Selected extract -
Things became more transparent between us, but never fully. I loved him more, even as – or because – I felt more uncertain about where he was going. I knew I’d been drawn to him without understanding a crucial thing. I was in his sphere because he’d cast a spell over me. Part of me resented that, but now I could love him closer to where he was.

We deepened things by trading war stories about our health. On the phone he’d tell me about crushing insomnia. About having to fly places and teach meditation on autopilot because he was exhausted and agitated. I told him about my heart palpitations in the middle of the night. He’d had that too. Once, I picked him up from the hospital when he went for knee surgery to fix the damage from that stupid lotus pose. Or was it skateboarding?

I developed a pulmonary embolism a few months after our book was published. I could easily have died. He was the first person outside of my family I called. I knew he would  say something luminous and comforting. But there was also the feeling that I wanted him to know I was joining him at the edge of something.

We talked a lot about self-regulation. He told me that he’d stopped meditating everyday as an experiment to see if meditation was actually making his swings worse. He suspected it was. This was around the time he taped an interview with the world’s leading researcher in the neuroscience of negative meditation experiences. I’ll bet the turns of his research interests map perfectly onto his internal labyrinth.

I had to take warfarin to thin out my blood clots. He told me that lithium seemed to help even out his moods. We joked about it: after years of studying Ayurvedic diet and self-care, here I was, kept alive on rat poison. And for him — after scouring the library of scriptures, he’d found the answer in the periodic table. A single molecule, labeled “3”.

I said it was the chemical version of the triple jewel of Buddha, Dharma, and Sangha. He laughed his broad broken laugh.

 

8.

Over the next few years I saw Michael increasingly exhausted by a race against the pressures of his persona, the tightening claustrophobia of his brain, his search for better medications, and the possibility that disclosing it all would help, or at least give him the next thing to work with. I thought about the growing distance between what he saw in the mirror and the headshots staring out at him from the screen.

His public life went viral, even as he seemed to become more isolated. He kept preaching the necessity of practice, even as I knew practice was less accessible to him. His sermons were about place and connection and sustainability. But he composed them on airplanes. He preached about community from the remote island he moved to after leaving the community he had founded.

When he was getting ready to move out west with Carina and their first child, he called me to say that he wanted to give me a bunch of his books on psychoanalysis. Two titles stood out: Being a Character, by Christopher Bollas, and Terrors and Experts, by Adam Phillips, who Michael and I had recently gone to see lecture.

Region pointing data -
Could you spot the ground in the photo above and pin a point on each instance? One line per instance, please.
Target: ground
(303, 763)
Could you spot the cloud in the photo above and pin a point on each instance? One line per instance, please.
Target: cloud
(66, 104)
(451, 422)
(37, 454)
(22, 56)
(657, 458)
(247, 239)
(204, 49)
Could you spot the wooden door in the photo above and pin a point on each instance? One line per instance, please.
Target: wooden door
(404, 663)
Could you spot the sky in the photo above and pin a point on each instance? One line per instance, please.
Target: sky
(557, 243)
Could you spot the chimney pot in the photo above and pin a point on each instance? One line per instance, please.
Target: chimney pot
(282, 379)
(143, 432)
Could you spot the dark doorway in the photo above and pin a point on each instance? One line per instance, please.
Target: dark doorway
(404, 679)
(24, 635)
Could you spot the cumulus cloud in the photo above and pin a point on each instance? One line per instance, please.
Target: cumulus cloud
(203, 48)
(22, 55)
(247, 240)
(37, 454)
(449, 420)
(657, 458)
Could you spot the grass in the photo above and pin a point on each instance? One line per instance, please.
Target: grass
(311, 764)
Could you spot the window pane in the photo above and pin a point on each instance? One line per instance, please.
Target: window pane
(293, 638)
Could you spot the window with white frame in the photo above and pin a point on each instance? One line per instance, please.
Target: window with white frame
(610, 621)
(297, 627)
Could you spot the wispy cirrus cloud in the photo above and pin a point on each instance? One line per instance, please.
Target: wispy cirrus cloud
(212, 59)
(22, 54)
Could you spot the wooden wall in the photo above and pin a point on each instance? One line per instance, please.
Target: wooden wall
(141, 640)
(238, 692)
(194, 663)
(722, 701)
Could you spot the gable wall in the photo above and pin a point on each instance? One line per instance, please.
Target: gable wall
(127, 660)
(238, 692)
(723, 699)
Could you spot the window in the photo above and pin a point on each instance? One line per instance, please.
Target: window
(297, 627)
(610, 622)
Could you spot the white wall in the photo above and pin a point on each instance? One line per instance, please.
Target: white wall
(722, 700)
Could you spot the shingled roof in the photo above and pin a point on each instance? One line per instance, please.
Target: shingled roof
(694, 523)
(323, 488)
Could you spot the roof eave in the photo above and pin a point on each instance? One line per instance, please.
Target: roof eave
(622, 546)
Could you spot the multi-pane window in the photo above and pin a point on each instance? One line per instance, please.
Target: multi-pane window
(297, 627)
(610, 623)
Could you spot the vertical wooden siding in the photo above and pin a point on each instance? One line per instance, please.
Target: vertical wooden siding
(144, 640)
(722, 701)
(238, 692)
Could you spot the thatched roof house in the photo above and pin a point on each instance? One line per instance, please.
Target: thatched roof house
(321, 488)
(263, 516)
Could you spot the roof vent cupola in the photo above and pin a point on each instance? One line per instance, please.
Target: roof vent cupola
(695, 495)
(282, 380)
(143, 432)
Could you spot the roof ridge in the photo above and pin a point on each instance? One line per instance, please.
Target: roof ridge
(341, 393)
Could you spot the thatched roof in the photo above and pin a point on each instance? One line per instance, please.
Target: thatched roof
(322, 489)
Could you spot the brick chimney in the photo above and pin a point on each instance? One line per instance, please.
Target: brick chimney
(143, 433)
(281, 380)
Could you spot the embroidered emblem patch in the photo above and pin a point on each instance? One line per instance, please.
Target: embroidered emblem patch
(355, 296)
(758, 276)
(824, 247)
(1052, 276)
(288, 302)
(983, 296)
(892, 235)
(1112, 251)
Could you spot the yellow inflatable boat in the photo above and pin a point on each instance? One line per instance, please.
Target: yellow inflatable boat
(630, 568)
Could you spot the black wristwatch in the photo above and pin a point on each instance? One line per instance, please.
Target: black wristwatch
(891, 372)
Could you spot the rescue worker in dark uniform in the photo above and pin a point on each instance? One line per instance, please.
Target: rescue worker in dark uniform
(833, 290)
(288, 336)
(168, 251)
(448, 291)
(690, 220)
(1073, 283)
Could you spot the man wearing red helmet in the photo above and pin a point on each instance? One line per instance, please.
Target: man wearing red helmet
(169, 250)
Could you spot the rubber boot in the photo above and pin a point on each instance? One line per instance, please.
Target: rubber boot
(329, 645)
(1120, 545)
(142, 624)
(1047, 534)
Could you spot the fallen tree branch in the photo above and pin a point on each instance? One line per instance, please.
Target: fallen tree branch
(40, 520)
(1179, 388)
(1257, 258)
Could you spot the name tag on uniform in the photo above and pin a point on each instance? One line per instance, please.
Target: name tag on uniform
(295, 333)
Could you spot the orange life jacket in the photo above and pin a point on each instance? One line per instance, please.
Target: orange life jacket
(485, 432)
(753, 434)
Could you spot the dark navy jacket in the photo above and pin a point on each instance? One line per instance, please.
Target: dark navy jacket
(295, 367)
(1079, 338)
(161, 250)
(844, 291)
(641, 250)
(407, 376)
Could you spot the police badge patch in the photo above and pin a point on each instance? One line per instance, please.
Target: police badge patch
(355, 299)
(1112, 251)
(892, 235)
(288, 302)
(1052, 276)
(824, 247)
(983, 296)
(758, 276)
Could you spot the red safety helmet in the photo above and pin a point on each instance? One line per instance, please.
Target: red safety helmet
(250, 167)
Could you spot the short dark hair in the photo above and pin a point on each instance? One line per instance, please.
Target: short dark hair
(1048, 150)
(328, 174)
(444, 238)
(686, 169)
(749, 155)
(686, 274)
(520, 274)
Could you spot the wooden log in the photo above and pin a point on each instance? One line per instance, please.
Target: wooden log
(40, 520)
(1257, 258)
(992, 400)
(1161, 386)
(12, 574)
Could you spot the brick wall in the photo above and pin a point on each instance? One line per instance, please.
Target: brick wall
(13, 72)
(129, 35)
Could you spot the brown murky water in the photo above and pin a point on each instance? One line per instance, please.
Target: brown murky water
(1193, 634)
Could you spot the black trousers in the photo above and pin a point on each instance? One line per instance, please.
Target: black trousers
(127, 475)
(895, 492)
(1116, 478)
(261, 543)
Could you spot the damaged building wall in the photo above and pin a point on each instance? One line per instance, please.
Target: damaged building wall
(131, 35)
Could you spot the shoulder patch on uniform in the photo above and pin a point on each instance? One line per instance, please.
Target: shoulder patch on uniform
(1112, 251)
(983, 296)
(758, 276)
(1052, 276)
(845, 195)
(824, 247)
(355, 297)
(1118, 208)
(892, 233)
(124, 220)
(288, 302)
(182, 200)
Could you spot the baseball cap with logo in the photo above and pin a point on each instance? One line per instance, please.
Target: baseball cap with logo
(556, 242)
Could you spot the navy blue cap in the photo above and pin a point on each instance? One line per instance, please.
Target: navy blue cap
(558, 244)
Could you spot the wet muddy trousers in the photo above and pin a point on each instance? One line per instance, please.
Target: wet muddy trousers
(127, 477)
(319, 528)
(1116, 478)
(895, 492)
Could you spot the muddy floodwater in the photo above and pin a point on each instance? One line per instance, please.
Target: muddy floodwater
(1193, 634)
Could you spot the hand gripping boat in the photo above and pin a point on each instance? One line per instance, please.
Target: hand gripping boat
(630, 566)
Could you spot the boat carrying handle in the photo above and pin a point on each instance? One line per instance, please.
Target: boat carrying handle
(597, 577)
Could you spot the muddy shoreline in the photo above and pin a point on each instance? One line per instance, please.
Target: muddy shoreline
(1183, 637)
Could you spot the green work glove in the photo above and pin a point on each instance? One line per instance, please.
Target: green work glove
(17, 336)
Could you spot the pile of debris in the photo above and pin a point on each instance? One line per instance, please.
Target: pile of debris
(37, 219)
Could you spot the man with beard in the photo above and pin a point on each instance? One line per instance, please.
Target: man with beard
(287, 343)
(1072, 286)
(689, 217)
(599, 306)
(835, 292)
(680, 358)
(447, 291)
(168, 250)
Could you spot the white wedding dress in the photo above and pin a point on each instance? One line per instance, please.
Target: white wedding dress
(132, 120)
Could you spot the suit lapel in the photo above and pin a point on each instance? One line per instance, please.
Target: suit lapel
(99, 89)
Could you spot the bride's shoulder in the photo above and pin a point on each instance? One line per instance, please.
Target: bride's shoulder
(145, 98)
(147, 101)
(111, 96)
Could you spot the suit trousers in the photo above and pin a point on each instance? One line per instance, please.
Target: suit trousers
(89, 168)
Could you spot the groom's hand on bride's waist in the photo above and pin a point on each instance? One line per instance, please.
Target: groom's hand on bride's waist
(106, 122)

Activity list -
(A) In the memoir excerpt, which two titles stood out among the psychoanalysis books Michael wanted to give the writer?
(B) Duplicate the part of the memoir excerpt between "Things became more" and "where he was.", inclusive.
(C) Summarize the memoir excerpt in two sentences.
The rows have no connection to the text.

Solutions for each task -
(A) Being a Character, by Christopher Bollas, and Terrors and Experts, by Adam Phillips.

(B)
Things became more transparent between us, but never fully. I loved him more, even as – or because – I felt more uncertain about where he was going. I knew I’d been drawn to him without understanding a crucial thing. I was in his sphere because he’d cast a spell over me. Part of me resented that, but now I could love him closer to where he was.

(C) The writer and Michael deepened their bond by trading stories about their health, including his insomnia and the mood swings that lithium helped even out, and the writer's pulmonary embolism, treated with warfarin. Over the following years, Michael's public life went viral while he grew more exhausted and isolated, and before moving west with Carina and their first child he offered the writer a collection of his books on psychoanalysis.